§ **Work item**
From top to bottom, reproduce the listing without a single change.
======== Supplied entries ========
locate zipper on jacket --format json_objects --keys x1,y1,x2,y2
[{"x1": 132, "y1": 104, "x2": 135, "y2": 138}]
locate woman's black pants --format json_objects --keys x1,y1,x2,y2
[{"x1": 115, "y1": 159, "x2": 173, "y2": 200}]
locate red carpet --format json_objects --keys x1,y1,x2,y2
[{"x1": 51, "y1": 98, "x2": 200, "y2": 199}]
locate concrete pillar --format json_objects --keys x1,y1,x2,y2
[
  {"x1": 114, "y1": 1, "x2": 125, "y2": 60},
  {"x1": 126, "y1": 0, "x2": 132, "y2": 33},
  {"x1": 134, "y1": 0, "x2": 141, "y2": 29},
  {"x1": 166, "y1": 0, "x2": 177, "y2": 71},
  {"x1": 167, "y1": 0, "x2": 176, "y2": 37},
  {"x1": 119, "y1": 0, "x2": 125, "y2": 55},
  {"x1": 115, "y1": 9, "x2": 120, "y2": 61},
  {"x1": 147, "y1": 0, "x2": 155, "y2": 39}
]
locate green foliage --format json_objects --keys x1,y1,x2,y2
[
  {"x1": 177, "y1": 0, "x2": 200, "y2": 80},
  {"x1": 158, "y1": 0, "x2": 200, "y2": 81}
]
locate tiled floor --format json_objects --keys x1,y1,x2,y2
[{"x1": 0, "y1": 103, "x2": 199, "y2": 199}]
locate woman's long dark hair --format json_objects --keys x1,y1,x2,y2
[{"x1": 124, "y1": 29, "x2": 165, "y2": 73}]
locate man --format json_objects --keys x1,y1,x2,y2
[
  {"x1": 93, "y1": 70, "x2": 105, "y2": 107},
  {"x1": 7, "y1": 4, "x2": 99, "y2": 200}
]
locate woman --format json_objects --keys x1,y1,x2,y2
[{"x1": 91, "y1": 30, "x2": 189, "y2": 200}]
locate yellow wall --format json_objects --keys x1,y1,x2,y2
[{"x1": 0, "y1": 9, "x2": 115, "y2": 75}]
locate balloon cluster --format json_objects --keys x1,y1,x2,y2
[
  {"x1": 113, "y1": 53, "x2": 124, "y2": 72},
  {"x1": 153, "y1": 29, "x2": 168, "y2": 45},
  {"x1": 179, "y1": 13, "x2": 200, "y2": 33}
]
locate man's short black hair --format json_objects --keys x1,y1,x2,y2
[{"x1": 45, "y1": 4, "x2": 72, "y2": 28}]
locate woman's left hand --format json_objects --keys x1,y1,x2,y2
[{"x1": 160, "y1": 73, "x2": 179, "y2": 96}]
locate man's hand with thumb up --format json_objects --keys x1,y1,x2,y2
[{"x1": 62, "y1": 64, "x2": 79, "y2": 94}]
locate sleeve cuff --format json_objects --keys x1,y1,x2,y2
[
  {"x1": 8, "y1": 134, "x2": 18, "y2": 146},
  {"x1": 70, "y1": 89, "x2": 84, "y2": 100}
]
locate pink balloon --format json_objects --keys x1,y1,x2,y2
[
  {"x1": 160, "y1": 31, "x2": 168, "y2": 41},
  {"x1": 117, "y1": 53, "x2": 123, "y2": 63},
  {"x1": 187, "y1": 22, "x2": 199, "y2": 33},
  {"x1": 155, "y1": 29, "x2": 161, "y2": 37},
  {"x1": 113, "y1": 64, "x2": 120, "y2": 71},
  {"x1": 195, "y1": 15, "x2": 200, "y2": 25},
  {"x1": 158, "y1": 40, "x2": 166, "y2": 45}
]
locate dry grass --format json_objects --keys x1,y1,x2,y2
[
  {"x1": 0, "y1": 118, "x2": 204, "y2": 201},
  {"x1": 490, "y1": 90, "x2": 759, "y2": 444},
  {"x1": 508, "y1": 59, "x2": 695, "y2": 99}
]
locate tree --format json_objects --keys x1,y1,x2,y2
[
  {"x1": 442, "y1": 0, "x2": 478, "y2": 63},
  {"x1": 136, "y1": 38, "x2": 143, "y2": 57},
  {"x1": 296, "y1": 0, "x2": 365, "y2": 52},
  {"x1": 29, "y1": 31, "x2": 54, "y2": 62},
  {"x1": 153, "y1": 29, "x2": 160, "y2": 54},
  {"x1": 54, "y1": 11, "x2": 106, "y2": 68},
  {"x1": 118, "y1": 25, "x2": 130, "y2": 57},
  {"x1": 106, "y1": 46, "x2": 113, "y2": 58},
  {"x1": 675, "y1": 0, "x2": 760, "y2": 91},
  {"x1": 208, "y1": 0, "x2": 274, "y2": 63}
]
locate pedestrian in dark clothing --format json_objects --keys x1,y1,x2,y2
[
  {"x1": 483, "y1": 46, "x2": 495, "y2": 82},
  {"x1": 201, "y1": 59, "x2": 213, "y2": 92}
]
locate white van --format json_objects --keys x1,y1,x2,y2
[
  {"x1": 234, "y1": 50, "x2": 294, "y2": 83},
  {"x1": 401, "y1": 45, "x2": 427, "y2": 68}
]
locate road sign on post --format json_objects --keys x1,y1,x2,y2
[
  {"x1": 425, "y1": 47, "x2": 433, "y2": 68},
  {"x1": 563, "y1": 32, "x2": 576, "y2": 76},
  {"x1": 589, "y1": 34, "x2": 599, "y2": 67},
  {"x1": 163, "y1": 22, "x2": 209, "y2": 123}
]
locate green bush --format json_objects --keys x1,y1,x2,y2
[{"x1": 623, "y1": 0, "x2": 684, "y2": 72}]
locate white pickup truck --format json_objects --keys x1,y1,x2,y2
========
§ **Exercise output**
locate zipper on jacket --format json_objects --keys x1,y1,x2,y2
[{"x1": 132, "y1": 104, "x2": 135, "y2": 138}]
locate woman's black pants --format json_objects --keys x1,y1,x2,y2
[{"x1": 115, "y1": 159, "x2": 173, "y2": 200}]
locate red carpet --format json_objects --keys x1,y1,x2,y2
[{"x1": 51, "y1": 98, "x2": 200, "y2": 199}]
locate concrete pillar --format json_objects --keys x1,y1,x2,y2
[
  {"x1": 114, "y1": 1, "x2": 125, "y2": 60},
  {"x1": 126, "y1": 0, "x2": 132, "y2": 33},
  {"x1": 134, "y1": 0, "x2": 141, "y2": 29},
  {"x1": 166, "y1": 0, "x2": 177, "y2": 71},
  {"x1": 167, "y1": 0, "x2": 176, "y2": 37},
  {"x1": 119, "y1": 0, "x2": 125, "y2": 55},
  {"x1": 115, "y1": 9, "x2": 120, "y2": 61},
  {"x1": 147, "y1": 0, "x2": 155, "y2": 39}
]
locate green foliage --format json_objects --keys x1,y1,x2,y2
[
  {"x1": 177, "y1": 0, "x2": 200, "y2": 80},
  {"x1": 158, "y1": 0, "x2": 200, "y2": 81}
]
locate tiled floor --format json_objects --keys x1,y1,x2,y2
[{"x1": 0, "y1": 103, "x2": 199, "y2": 199}]
locate woman's long dark hair --format json_objects --keys x1,y1,x2,y2
[{"x1": 124, "y1": 29, "x2": 165, "y2": 73}]
locate man --format json_objects --keys x1,y1,x2,y2
[
  {"x1": 93, "y1": 70, "x2": 105, "y2": 107},
  {"x1": 7, "y1": 4, "x2": 99, "y2": 200}
]
locate woman --format json_objects --keys x1,y1,x2,y2
[{"x1": 91, "y1": 30, "x2": 189, "y2": 200}]
locate yellow wall --format json_objects --keys x1,y1,x2,y2
[{"x1": 0, "y1": 9, "x2": 115, "y2": 75}]
locate balloon cluster --format json_objects --keys x1,y1,x2,y2
[
  {"x1": 113, "y1": 53, "x2": 124, "y2": 72},
  {"x1": 153, "y1": 29, "x2": 168, "y2": 45},
  {"x1": 179, "y1": 13, "x2": 200, "y2": 33}
]
locate man's short black hair --format json_objects --keys x1,y1,x2,y2
[{"x1": 45, "y1": 4, "x2": 72, "y2": 28}]
locate woman's left hand --format json_objects --keys x1,y1,x2,y2
[{"x1": 160, "y1": 73, "x2": 179, "y2": 96}]
locate man's hand with thumb up --format json_objects --keys x1,y1,x2,y2
[{"x1": 62, "y1": 64, "x2": 79, "y2": 94}]
locate sleeve cuff --format json_objects --keys x1,y1,x2,y2
[
  {"x1": 8, "y1": 134, "x2": 18, "y2": 146},
  {"x1": 70, "y1": 89, "x2": 84, "y2": 100}
]
locate pink balloon --format json_objects --keys x1,y1,x2,y2
[
  {"x1": 160, "y1": 31, "x2": 168, "y2": 41},
  {"x1": 117, "y1": 53, "x2": 123, "y2": 63},
  {"x1": 187, "y1": 22, "x2": 199, "y2": 33},
  {"x1": 155, "y1": 29, "x2": 161, "y2": 37},
  {"x1": 113, "y1": 64, "x2": 120, "y2": 71},
  {"x1": 195, "y1": 15, "x2": 200, "y2": 25},
  {"x1": 158, "y1": 40, "x2": 166, "y2": 45}
]
locate dry grass --format json_objects --keys x1,y1,x2,y2
[
  {"x1": 0, "y1": 118, "x2": 204, "y2": 201},
  {"x1": 490, "y1": 90, "x2": 759, "y2": 444},
  {"x1": 508, "y1": 59, "x2": 695, "y2": 99}
]
locate tree --format json_objects --keys x1,y1,x2,y2
[
  {"x1": 442, "y1": 0, "x2": 478, "y2": 63},
  {"x1": 136, "y1": 38, "x2": 143, "y2": 57},
  {"x1": 296, "y1": 0, "x2": 365, "y2": 52},
  {"x1": 29, "y1": 31, "x2": 54, "y2": 62},
  {"x1": 153, "y1": 29, "x2": 160, "y2": 54},
  {"x1": 54, "y1": 11, "x2": 106, "y2": 68},
  {"x1": 118, "y1": 25, "x2": 130, "y2": 57},
  {"x1": 106, "y1": 46, "x2": 113, "y2": 58},
  {"x1": 675, "y1": 0, "x2": 760, "y2": 91},
  {"x1": 208, "y1": 0, "x2": 274, "y2": 63}
]
locate pedestrian in dark clothing --format json_objects --keys x1,y1,x2,y2
[
  {"x1": 483, "y1": 46, "x2": 495, "y2": 82},
  {"x1": 201, "y1": 59, "x2": 213, "y2": 92}
]
locate white van --format json_objects --keys x1,y1,x2,y2
[
  {"x1": 234, "y1": 50, "x2": 294, "y2": 83},
  {"x1": 401, "y1": 45, "x2": 427, "y2": 68}
]
locate road sign on post --format json_objects --keys x1,y1,x2,y2
[
  {"x1": 425, "y1": 47, "x2": 433, "y2": 68},
  {"x1": 563, "y1": 32, "x2": 576, "y2": 76},
  {"x1": 589, "y1": 34, "x2": 599, "y2": 67},
  {"x1": 163, "y1": 22, "x2": 209, "y2": 123}
]
locate green bush --format json_objects --keys x1,y1,x2,y2
[{"x1": 623, "y1": 0, "x2": 684, "y2": 72}]
locate white pickup truck --format json_objects --keys x1,y1,x2,y2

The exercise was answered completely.